> **TEXT UNDER STUDY**
The idea some existing institutions in AI safety, perhaps MIRI, should expand much faster than others so it can keep up with all the published material coming out, and evaluate it, is neglected.

But most dangerous thing is creating of many incomparable theories of friendliness, and even AIs based on them which would result in AI wars and extinction.

I strongly disagree.

First, because there are multiple reasons that the creation of many distinct theories of friendliness would not be dangerous: The first one to get to superintelligence should be able to establish a monopoly on power, and then we wouldn't have to worry about the others. Even if that didn't happen, a reasonable decision theory should be able to cooperate with other agents with different reasonable decision theories, when it is in both of their interests to do so. And even if we end up with multiple friendly AIs that are not great at cooperation, it is a particularly easy problem to cooperate with agents that have similar goals (as is implied by all of them being friendly). And even if we end up with a "friendly AI" that is incapable of establishing a monopoly on power but that will cause a great deal of destruction when another similarly capable but differently designed agent comes into existence, even if both agents have broadly similar goals (I would not call this a successful friendly AI), convincing people not to create such AIs does not actually get much easier if the people planning to create the AI have not been thinking about how to make it friendly, so preventing people from developing different theories of friendliness still doesn't help.

Phrase grounding data:

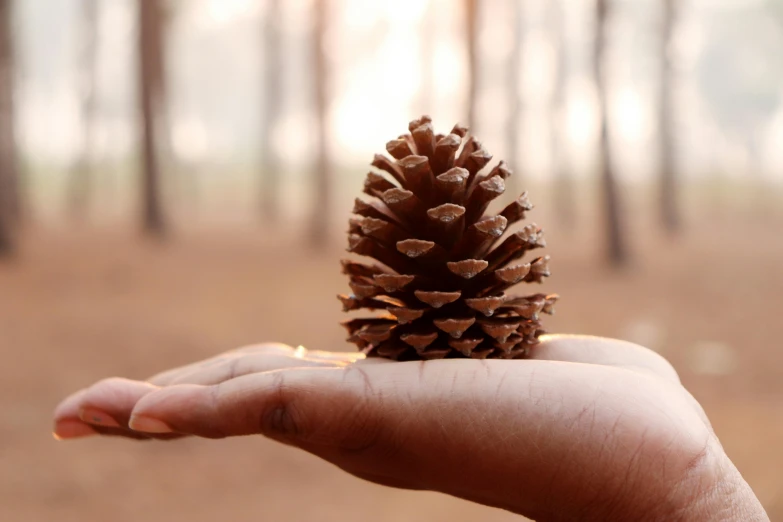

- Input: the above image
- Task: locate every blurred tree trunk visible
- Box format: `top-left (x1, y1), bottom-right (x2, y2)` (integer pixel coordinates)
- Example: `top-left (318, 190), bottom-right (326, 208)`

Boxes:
top-left (310, 0), bottom-right (332, 248)
top-left (139, 0), bottom-right (166, 237)
top-left (594, 0), bottom-right (628, 266)
top-left (261, 0), bottom-right (283, 223)
top-left (0, 0), bottom-right (20, 257)
top-left (465, 0), bottom-right (479, 129)
top-left (417, 2), bottom-right (438, 117)
top-left (549, 0), bottom-right (576, 230)
top-left (68, 0), bottom-right (98, 219)
top-left (658, 0), bottom-right (681, 234)
top-left (506, 0), bottom-right (524, 183)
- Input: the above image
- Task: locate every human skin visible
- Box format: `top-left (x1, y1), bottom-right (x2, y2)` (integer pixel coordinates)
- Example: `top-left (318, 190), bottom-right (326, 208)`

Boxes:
top-left (54, 336), bottom-right (769, 522)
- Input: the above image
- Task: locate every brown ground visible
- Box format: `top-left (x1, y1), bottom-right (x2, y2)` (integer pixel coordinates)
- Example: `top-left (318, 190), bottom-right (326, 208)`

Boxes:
top-left (0, 212), bottom-right (783, 522)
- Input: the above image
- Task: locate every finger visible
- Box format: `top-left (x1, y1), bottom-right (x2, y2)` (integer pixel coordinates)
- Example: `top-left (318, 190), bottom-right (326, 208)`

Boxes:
top-left (148, 343), bottom-right (364, 386)
top-left (147, 343), bottom-right (294, 386)
top-left (168, 352), bottom-right (351, 385)
top-left (124, 360), bottom-right (712, 519)
top-left (54, 378), bottom-right (181, 439)
top-left (530, 335), bottom-right (680, 383)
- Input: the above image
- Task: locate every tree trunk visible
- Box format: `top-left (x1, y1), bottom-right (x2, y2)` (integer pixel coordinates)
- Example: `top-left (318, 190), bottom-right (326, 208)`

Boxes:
top-left (506, 0), bottom-right (524, 185)
top-left (261, 0), bottom-right (283, 223)
top-left (0, 0), bottom-right (19, 257)
top-left (465, 0), bottom-right (479, 129)
top-left (68, 0), bottom-right (98, 220)
top-left (310, 0), bottom-right (332, 248)
top-left (139, 0), bottom-right (166, 237)
top-left (549, 0), bottom-right (576, 230)
top-left (417, 2), bottom-right (438, 117)
top-left (594, 0), bottom-right (628, 267)
top-left (658, 0), bottom-right (681, 234)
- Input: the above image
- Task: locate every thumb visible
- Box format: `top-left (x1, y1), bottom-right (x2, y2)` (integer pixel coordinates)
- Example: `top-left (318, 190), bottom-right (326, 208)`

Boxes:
top-left (130, 360), bottom-right (709, 519)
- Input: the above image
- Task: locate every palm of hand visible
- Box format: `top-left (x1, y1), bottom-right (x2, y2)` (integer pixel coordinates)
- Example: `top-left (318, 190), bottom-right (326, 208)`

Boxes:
top-left (55, 337), bottom-right (760, 520)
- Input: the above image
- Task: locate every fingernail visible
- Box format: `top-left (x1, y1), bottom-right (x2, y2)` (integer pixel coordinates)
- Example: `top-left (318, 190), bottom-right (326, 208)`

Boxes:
top-left (52, 419), bottom-right (98, 440)
top-left (128, 416), bottom-right (174, 433)
top-left (79, 408), bottom-right (120, 428)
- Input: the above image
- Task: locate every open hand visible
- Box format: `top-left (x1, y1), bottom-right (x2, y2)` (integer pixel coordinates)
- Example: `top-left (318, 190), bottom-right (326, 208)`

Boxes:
top-left (55, 336), bottom-right (768, 521)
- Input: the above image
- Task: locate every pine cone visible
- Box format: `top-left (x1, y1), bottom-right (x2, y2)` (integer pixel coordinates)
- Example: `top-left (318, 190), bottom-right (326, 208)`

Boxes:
top-left (338, 116), bottom-right (557, 360)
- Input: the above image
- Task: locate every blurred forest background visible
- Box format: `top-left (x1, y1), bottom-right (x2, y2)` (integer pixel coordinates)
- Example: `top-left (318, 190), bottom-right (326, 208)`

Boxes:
top-left (0, 0), bottom-right (783, 521)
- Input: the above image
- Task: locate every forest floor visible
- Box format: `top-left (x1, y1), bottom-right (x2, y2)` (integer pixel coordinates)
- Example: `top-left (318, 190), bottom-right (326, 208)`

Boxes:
top-left (0, 210), bottom-right (783, 522)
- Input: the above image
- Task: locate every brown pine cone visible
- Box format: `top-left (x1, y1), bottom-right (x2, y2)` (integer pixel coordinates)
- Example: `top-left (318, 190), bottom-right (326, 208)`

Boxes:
top-left (338, 116), bottom-right (557, 360)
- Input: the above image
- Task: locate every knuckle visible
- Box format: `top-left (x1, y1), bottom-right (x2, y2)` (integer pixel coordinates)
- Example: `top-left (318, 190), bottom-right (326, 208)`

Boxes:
top-left (259, 372), bottom-right (304, 439)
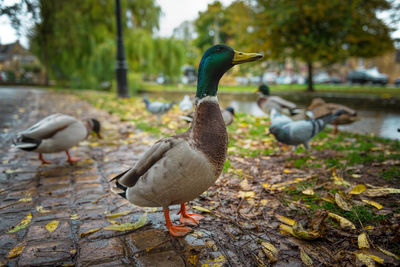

> **REQUIRED TASKS**
- A) Answer these about the passage on theories of friendliness:
(i) Which institution is named as one that should perhaps expand much faster?
(ii) What could many incomparable theories of friendliness, and AIs based on them, result in?
(iii) What should the first one to get to superintelligence be able to establish?
- B) List every reason the passage on theories of friendliness gives for why creating many distinct theories of friendliness would not be dangerous.
These records have no connection to the text.

> **EXERCISE RESULTS**
- A)
(i) MIRI
(ii) AI wars and extinction
(iii) A monopoly on power

- B)
- The first one to get to superintelligence should be able to establish a monopoly on power, so the others would not matter.
- A reasonable decision theory should be able to cooperate with agents using other reasonable decision theories when it is in both of their interests.
- Friendly AIs that are not great at cooperation still face an easy problem, since the agents they would cooperate with have similar goals.
- Convincing people not to create an AI that cannot establish a monopoly on power but would cause great destruction does not get much easier if its creators have not been thinking about friendliness, so preventing different theories of friendliness still doesn't help.